* Work to do:
(A) Answer these questions using the article below on the University of the Arts closure:
(i) How many students would the closure affect?
(ii) On what date did the university say diplomas would be shipped out?
(iii) Which two schools merged in 1985 to create the university?
(B) For each statement, say yes or no to whether it agrees with the article below on the University of the Arts closure, and quote the words that decide it:
(i) Walk was president of Marymount Manhattan College for eight years.
(ii) McCarty learned of the closure through an email from the university.
(iii) About 40 universities reopened their admissions process for University of the Arts students.

* Document segment:
^^^^

On Sunday, the University of the Arts posted a statement to its website saying that “despite our best efforts, we could not ultimately identify a viable path for the institution to remain open and in the service of its mission.” It has not commented on Walk’s resignation; she served as university president for less than a year. Before she joined the University of the Arts, Walk was the president of Marymount Manhattan College for eight years.

On Tuesday afternoon, the university sent an email to students confirming refunds for the summer and fall semesters.

The school was created by the 1985 merger of the Philadelphia College of Art and the Philadelphia College of Performing Arts. It offered about 40 majors, such as dance, theater and visual art. Notable alumni included Charles Sheeler, Dotty Attie, Louise Fishman, Stephen Powers, Neil Welliver and Deborah Willis.

Hundreds of incoming freshmen learned about their dashed college dreams after submitting their tuition deposits; some said they had not received any personal outreach from University of the Arts about next steps.

Sam McCarty was one of those unlucky teenagers who learned over the weekend about the school’s closure after committing to its musical theater program. “I found out through an Instagram post that I opened while at my University of the Arts-themed graduation party,” he said. “My stomach dropped.”

“I remember running upstairs and telling my parents,” McCarty added. “We thought it was fake.”

The fallout was immediate and painfully familiar to instructors in the struggling world of arts education, where dozens of respected schools have closed over the last decade. The University of the Arts closure would affect 1,149 students and nearly 700 employees total, but it was also the second major Philadelphia arts institution this year to end its programs. In January, the Pennsylvania Academy of the Fine Arts said it would stop granting degrees after its 2025 graduating class.

According to its own website, the University of the Arts had agreed to host a number of transfer students from that institution. Now it appears that those young artists will have to transfer to yet another program. For recent graduates of UArts, questions also remain about what value their institution might have with future employers.

“It’s a very hard situation,” said Ariana González, who recently graduated with a dance major. “I still haven’t received my diploma. And when I’m looking for a job, will the diploma still be validated?”

The university said in an email to students on Tuesday that diplomas would be shipped out on June 24. “We are committed to ensuring everyone receives their diploma and will provide support as quickly as we can,” the email said.

McCarty said there was help for incoming freshmen like him who were scrambling to find a new university. Through an application portal for art students, nearly 70 universities across the United States have reopened their admissions process for University of Arts students.

“We hope that you feel the love and support from the arts community,” a statement within the application portal reads. “Remember, these schools would be LUCKY to have YOU!”

McCarty said within the last couple days that he has already received offers from the Greensboro College School of the Arts and Plymouth State University. But he remained puzzled over the University of Arts’s abrupt closure.

“It’s still definitely a blow,” McCarty said. “I am going to be mourning this for a while.”

^^^^

* Dataset rows:

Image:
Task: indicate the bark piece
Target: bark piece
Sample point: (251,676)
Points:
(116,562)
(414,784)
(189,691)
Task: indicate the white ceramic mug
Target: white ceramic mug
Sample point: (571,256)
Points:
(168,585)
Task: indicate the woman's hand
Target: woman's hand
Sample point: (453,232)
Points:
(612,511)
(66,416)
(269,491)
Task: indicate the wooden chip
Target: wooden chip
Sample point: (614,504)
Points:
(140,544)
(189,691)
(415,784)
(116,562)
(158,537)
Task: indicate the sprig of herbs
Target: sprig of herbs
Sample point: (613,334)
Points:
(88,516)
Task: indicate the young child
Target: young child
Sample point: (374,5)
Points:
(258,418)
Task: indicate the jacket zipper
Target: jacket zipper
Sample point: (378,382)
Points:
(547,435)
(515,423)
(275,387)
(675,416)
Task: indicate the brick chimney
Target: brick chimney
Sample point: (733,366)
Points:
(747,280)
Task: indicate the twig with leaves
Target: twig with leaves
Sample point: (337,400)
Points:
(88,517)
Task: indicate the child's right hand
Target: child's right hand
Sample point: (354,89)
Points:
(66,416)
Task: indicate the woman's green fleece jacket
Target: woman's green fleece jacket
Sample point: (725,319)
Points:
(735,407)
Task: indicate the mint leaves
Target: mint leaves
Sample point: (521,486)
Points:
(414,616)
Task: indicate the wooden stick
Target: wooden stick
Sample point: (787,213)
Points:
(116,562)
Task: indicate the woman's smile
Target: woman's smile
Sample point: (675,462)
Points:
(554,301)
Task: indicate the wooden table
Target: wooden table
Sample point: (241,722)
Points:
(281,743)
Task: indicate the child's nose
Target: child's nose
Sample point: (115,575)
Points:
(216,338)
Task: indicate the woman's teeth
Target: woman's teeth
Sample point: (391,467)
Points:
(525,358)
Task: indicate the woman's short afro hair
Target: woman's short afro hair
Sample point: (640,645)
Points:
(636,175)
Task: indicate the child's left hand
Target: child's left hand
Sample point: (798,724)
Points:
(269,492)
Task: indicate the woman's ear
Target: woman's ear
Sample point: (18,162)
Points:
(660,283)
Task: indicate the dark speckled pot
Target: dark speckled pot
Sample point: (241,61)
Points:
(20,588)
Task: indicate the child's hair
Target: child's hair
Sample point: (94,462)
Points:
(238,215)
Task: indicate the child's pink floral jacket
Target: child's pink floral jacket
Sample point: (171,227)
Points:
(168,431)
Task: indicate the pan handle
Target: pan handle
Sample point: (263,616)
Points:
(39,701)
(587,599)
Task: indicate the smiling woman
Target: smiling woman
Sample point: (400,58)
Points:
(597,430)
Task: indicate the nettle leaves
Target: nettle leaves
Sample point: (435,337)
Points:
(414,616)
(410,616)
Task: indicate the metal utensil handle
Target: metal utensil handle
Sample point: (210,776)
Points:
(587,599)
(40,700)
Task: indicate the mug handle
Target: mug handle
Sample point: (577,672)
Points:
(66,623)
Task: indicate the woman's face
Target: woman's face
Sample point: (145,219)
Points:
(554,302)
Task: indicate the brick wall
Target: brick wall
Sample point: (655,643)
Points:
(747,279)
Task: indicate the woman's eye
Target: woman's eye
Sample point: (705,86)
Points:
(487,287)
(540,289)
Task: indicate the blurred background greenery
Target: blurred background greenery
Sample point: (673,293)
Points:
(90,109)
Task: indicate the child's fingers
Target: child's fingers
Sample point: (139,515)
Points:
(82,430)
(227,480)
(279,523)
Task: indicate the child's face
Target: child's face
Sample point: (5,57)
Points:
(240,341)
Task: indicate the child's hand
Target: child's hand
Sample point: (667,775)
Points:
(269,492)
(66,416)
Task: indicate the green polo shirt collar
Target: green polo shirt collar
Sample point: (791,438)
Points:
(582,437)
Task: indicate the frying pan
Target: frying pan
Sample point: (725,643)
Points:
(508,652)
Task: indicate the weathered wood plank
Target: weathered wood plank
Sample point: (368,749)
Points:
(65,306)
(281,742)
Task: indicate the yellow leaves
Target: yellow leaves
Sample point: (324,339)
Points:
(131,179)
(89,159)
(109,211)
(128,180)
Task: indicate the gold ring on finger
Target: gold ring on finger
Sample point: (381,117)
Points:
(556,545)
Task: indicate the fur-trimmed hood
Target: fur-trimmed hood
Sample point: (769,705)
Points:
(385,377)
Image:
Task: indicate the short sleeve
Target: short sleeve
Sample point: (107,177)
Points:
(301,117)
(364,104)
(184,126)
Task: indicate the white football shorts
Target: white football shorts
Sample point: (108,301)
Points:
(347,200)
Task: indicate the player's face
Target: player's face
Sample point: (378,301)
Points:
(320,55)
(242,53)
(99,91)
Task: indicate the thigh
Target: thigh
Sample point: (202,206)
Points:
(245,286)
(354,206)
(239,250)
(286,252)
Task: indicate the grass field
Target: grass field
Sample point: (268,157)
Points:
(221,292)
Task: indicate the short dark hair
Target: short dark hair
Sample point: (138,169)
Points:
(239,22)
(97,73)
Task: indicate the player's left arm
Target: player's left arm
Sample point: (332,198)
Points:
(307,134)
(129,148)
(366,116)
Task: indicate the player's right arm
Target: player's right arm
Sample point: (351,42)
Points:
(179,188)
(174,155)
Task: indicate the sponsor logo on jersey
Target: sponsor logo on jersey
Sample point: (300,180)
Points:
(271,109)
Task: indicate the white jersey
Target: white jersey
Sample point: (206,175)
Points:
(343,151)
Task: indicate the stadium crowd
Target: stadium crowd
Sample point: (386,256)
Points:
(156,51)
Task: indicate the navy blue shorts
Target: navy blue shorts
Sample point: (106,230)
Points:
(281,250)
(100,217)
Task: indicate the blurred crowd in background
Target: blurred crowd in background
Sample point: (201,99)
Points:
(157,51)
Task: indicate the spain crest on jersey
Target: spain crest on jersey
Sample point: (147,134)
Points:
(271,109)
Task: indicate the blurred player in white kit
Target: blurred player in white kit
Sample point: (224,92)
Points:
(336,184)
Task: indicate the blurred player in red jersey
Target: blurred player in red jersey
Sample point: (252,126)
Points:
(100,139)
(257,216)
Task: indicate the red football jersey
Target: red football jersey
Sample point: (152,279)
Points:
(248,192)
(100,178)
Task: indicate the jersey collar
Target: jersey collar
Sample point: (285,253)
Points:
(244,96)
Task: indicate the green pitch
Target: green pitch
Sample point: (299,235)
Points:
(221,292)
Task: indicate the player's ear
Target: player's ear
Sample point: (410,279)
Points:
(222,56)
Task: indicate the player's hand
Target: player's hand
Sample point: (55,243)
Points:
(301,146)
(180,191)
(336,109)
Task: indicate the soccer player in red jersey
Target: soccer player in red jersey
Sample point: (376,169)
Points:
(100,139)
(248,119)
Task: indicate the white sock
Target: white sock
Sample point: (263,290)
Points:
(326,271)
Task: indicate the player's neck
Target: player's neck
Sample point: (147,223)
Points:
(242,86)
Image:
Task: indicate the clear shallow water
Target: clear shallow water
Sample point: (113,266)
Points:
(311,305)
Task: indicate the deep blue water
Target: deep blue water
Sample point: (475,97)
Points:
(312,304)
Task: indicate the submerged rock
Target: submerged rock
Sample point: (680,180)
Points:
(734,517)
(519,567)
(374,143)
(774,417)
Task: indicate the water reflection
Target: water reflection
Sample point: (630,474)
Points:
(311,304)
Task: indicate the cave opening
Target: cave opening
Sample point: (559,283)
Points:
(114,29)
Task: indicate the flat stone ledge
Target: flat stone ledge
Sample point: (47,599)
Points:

^^^^

* Full answers:
(A)
(i) 1,149 students
(ii) June 24
(iii) The Philadelphia College of Art and the Philadelphia College of Performing Arts

(B)
(i) Yes: "Walk was the president of Marymount Manhattan College for eight years."
(ii) No: "I found out through an Instagram post that I opened while at my University of the Arts-themed graduation party"
(iii) No: "nearly 70 universities across the United States have reopened their admissions process for University of Arts students."